> [Apply what you read]:
1. According to the article on Nancy Njie, during which years did she work at Gambia Airways?
2. Continue the article on Nancy Njie from its last sentence.

> [Excerpted passage]:

━━━

Secretary of State for Tourism and Culture of The Gambia
- In office 2008–2010
- President: Yahya Jammeh
- Preceded by: Angela Colley
- Succeeded by: Fatou Mass Jobe-Njie

Deputy mayor of Banjul City Council [de]
- In office 2008–2008

Personal details
- Born: Nancy Seedy Njie October 7, 1965
- Died: August 22, 2025 (aged 59)
- Alma mater: Gambia High School

= Nancy Njie =

Gambian politician (1965–2025)

Nancy Seedy Njie (7 November 1965 – 22 August 2025) was a Gambian politician who served as the Secretary of State for Tourism and Culture from 2008 to 2010 under the presidency of Yahya Jammeh.

==Early life and early career==
Njie studied at Gambia High School. Between 1984 and 1991, she worked at Gambia Airways. She began and worked at Gambia Ports Authority Canteen before her appointment to the Banjul City Council (BCC) in November 2007. Njie was elected deputy mayor of the council in February 2008.

━━━

> [Exercise data]:
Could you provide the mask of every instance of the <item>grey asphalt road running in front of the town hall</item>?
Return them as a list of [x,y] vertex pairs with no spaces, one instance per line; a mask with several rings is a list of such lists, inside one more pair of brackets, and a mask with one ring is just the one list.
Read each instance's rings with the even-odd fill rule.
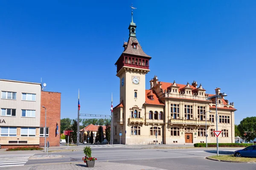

━━━

> [Answers to the tasks]:
1. From 1984 to 1991.

2.
==Political career==
On March 19, 2008, President Yahya Jammeh sacked his two ministers: the Secretary of State for Information, Communication and Technology, Neneh Macdouall-Gaye, and the Secretary of State for Tourism, Angela Colley. Njie replaced Colley as the Secretary of State for Tourism and Culture of The Gambia, a post she held until 2010.

On 27 January 2009, Njie visited the Kachikally Museum and Crocodile Pool as part of her tourism activities. On August 7, 2009, she laid the foundation stone for the newly built Gambia Hotel School in Kanifing North.

==Personal life==
Njie died on 22 August 2025, at the age of 59.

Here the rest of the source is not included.